* **Brief 1**:
Select every line in the listing below that contains the string "back", matching case exactly.

* **Page extract**:
[start]
Distressed and pregnant

Member since
November 2020

1006 posts

Posted Tue November 1, 2022 12:05pmReport post

Hi,

In my area probation don't visit, my person had weekly appointments with probation for the first couple of months and then moved to monthly but he has to go to their office rather than them coming to the house. Probation can ask to check devices but they don't often in my persons experience. Probation is meant to be more about rehabilitation so they ask general questions about mental health, relationships, work and contact with children within the family and friends circle. Visor also ask general questions but they are more interested in monitoring devices for illegal activity.
[end]
(Point labeling examples)
[start]
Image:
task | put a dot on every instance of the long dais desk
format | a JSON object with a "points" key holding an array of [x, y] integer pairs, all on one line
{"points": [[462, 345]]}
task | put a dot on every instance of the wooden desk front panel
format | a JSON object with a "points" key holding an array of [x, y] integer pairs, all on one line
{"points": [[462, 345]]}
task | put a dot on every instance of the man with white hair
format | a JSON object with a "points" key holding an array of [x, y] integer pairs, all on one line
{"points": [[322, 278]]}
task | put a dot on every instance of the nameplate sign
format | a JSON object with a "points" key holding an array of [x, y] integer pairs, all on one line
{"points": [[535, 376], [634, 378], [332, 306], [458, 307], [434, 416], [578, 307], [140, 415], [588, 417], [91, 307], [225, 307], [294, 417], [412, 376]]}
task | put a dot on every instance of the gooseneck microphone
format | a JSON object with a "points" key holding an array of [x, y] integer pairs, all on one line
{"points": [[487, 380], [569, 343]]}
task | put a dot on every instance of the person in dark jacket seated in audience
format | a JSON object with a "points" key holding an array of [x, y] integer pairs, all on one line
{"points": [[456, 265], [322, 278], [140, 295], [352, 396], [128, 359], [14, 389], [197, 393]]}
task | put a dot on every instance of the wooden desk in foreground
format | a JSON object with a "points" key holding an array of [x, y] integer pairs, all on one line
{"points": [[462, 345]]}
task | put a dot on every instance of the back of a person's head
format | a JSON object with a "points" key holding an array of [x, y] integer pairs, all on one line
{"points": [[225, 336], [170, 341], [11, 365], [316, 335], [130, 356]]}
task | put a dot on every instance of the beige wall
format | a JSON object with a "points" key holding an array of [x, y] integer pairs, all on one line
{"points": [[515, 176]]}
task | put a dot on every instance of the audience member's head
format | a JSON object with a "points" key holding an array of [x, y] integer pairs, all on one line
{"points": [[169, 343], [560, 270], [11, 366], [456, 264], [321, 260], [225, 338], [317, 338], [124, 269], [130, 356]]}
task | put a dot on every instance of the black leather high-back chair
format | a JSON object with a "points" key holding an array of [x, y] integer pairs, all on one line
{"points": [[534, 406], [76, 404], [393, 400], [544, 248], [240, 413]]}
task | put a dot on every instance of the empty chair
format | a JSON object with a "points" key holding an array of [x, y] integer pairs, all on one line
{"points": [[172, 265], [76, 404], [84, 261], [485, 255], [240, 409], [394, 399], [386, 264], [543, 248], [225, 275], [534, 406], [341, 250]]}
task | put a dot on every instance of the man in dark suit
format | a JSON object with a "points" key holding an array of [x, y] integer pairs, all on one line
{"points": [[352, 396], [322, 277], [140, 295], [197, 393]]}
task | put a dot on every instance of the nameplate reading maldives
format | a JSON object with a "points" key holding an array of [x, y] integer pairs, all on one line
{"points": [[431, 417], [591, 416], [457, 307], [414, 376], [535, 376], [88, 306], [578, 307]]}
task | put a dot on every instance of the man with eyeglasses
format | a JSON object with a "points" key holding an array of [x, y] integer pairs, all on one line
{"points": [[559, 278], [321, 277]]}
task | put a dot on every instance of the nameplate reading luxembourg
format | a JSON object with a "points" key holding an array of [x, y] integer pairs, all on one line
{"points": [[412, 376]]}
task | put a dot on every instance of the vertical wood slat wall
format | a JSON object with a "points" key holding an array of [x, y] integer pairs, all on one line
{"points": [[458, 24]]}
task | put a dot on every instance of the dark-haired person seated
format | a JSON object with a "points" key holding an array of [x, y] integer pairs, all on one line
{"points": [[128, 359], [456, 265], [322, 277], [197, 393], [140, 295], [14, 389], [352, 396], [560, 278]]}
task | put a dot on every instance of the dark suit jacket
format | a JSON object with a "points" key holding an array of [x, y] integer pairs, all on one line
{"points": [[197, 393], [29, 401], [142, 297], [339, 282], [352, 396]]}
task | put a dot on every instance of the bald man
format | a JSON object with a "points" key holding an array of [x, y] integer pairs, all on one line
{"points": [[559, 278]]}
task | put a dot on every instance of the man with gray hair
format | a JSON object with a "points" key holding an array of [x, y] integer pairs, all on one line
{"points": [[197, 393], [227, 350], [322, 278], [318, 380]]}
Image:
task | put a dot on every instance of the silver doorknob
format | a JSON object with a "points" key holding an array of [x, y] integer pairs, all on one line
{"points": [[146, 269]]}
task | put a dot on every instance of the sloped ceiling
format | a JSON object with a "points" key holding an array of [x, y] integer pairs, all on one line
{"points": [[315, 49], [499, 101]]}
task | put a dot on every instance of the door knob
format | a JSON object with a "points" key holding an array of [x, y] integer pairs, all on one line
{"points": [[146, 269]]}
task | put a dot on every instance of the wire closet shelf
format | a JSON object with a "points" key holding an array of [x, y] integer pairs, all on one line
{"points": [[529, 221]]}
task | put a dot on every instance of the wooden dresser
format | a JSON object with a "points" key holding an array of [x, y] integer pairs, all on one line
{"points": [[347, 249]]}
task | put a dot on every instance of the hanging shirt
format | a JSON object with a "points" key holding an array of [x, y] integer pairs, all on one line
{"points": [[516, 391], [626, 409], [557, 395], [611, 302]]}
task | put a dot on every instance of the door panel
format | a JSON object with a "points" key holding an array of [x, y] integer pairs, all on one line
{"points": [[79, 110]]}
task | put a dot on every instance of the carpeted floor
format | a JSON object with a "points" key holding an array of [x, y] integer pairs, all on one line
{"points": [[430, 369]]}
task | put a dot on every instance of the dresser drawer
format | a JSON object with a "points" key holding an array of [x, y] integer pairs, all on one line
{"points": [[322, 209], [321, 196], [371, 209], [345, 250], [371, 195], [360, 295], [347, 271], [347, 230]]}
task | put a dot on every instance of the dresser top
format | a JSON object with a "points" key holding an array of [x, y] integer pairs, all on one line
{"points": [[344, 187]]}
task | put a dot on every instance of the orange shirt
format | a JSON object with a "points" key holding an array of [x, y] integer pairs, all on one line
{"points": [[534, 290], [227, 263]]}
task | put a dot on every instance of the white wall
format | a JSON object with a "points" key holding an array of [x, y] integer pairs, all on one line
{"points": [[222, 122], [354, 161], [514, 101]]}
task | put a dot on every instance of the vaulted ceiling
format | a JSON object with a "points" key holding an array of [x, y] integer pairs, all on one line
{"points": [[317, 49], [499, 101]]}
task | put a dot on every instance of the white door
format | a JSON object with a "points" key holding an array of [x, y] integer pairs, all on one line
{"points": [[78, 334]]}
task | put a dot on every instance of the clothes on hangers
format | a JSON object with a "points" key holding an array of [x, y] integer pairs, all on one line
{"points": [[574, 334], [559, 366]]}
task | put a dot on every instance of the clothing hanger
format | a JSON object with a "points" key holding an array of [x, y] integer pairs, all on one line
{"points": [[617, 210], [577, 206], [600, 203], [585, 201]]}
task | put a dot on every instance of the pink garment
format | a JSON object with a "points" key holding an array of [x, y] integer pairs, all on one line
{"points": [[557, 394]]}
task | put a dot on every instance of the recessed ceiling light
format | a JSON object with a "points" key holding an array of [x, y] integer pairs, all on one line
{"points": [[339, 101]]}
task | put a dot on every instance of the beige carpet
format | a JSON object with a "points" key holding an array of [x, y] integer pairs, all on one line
[end]
* **Brief 2**:
In the forum post above, condense the paragraph beginning "In my area probation don't visit" into a short bulleted list that keeps its main facts.

* **Worked solution 1**:
task | put a dot on every instance of the back of a person's head
task | put a dot on every instance of the black leather high-back chair

* **Worked solution 2**:
- Probation does not make home visits in the writer's area. The writer's person goes to the probation office instead.
- The appointments were weekly for the first couple of months, then monthly.
- Probation can ask to check devices but, in the writer's person's experience, rarely does.
- Probation focuses on rehabilitation and asks general questions about mental health, relationships, work and contact with children among family and friends.
- Visor also asks general questions but is more interested in monitoring devices for illegal activity.